━━━ ПРЕДОСТАВЛЕННЫЙ ОТРЫВОК
Иван Толстой: А как сложились отношения Нины Николаевны и третьей волны эмиграции? Насколько я понял, там ведь особенных конфликтов не было, Берберову приняла третья волна, это правда?
Ирина Винокурова: Берберову третья волна приняла восторженно. Можно сказать, что вся элита третьей волны состояла из сплошных поклонников Берберовой, за очень немногими исключениями. Если идти в хронологическом порядке, то первым надо назвать Бродского, который возник на горизонте Берберовой осенью 1972-го, сразу после прибытия в Америку. И, по свидетельству ближайшего друга Бродского Томаса Венцловы, Берберова была одним из очень немногих представителей первой волны, с которыми он охотно общался и чьи взгляды не казались ему анахроничными. Венцлова не уточняет, что он имел в виду под словом "анахроничный", но понятно, что это такие вещи, как свойственная первой волне идеализация предреволюционного российского прошлого, нежелание вписываться в чужую культуру, отсутствие интереса к искусству и литературе, которое создается в метрополии. Известно, что Берберова стояла по всем этим пунктам на противоположных позициях.
Иван Толстой: А кто еще?
━━━━━━
━━━ РАЗДЕЛ ДАННЫХ
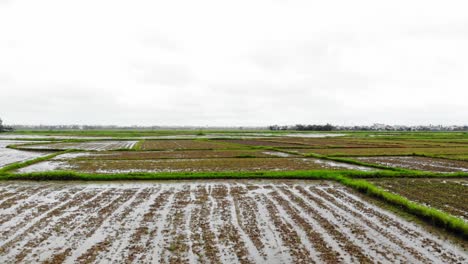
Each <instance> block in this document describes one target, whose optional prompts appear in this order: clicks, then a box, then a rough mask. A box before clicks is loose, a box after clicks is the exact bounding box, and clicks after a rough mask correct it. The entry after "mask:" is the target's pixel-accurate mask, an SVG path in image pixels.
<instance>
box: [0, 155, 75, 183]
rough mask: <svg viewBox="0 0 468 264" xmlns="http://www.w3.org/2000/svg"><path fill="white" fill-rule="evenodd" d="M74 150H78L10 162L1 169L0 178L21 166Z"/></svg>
mask: <svg viewBox="0 0 468 264" xmlns="http://www.w3.org/2000/svg"><path fill="white" fill-rule="evenodd" d="M74 151H76V150H66V151H60V152H56V153H53V154H50V155H47V156H42V157H38V158H35V159H31V160H26V161H20V162H15V163H12V164H9V165H7V166H5V167H2V168H1V169H0V179H1V178H2V177H4V174H7V173H9V172H11V171H14V170H18V169H21V168H24V167H27V166H31V165H33V164H36V163H39V162H42V161H47V160H50V159H52V158H55V157H56V156H58V155H61V154H65V153H69V152H74Z"/></svg>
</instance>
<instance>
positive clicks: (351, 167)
mask: <svg viewBox="0 0 468 264" xmlns="http://www.w3.org/2000/svg"><path fill="white" fill-rule="evenodd" d="M57 158H58V159H59V160H50V161H44V162H40V163H37V164H34V165H31V166H28V167H25V168H22V169H20V170H19V171H18V172H20V173H27V172H40V171H51V170H72V171H78V172H88V173H127V172H223V171H234V172H235V171H238V172H246V171H295V170H320V169H322V170H323V169H332V170H339V169H348V170H361V171H369V170H373V169H372V168H368V167H363V166H357V165H351V164H346V163H339V162H333V161H326V160H319V159H314V158H301V157H299V158H278V157H277V158H271V157H270V158H265V157H262V158H191V159H149V160H138V159H126V160H119V159H109V160H106V159H89V158H88V157H84V158H83V159H81V158H75V159H60V156H58V157H57Z"/></svg>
━━━━━━
ЧТО НУЖНО СДЕЛАТЬ:
a) Перечислите черты первой волны эмиграции, которые Ирина Винокурова в интервью о Берберовой приводит как пример того, что Венцлова мог иметь в виду под словом «анахроничный».
b) Допишите интервью о Берберовой, начав сразу после последней реплики.

ВАШИ ПИСЬМЕННЫЕ ОТВЕТЫ:
a)
- идеализация предреволюционного российского прошлого
- нежелание вписываться в чужую культуру
- отсутствие интереса к искусству и литературе, которое создается в метрополии

b)
Ирина Винокурова: Кроме Бродского – Синявский, который прочитал "Курсив" уже в Париже и прислал Берберовой длинное, очень взволнованное письмо. Ефим Григорьевич Эткинд, известный переводчик, литературовед, который тоже оказался, в результате, в Париже, и тоже откликнулся очень теплым письмом. Многостраничные, чрезвычайно комплементарные письма Берберова получила от Копелева и его жены Раисы Орловой, которые связались с Берберовой еще будучи в Москве, но в результате они тоже оказались в вынужденной эмиграции в Германии. Среди поклонников Берберовой был Владимир Войнович, который написал об этом в своей книге "Автопортрет". Молодой прозаик Саша Соколов, который оказался в Америке благодаря женитьбе на иностранке. И энтузиастом был Сергей Довлатов.
Известно, что Довлатов любил писать письма и между ним и Берберовой была одно время довольно интенсивная переписка. Довлатов связался с Берберовой, прочитав ее "Железную женщину", но в том же письме он восторженно отзывался о "Курсиве". И в ответ на какое-то письмо Берберовой, Довлатов писал:
"Надеюсь, вам и без меня известно, что все вменяемые люди моего поколения испытывают к вам самые восторженные и почтительные чувства. Причем, именно к вам, как ни к одному другому здравствующему писателю первой волны. Каким-то странным образом тон вашей речи, ход мысли, ритмика, настроение, душевные правила, – все это очень созвучно и близко лучшим людям третьей эмиграции. Ничего подобного, при всем огромном уважении, не могу сказать ни о Бунине, ни об Адамовиче, ни о Мережковских. Невозможно себе представить, чтобы у кого-нибудь из них нашлось доброе слово в адрес, например, Олеши или, тем более, Эренбурга".
Вот это он писал в феврале 1985 года. И, кстати, творчеству Берберовой была посвящена одна из передач Довлатова на "Свободе", где он работал в 80-х. Говоря о "Курсиве", Довлатов назвал его "одним из самых захватывающих мемуарных произведений 20-го века" и утверждал, что "по ценности содержавшихся в книге Берберовой сведений и документальных материалов, по независимости суждений, остроте психологических характеристик и яркости повествования эта книга сопоставима лишь с мемуарами Надежды Мандельштам и книгой Солженицына "Бодался теленок с дубом".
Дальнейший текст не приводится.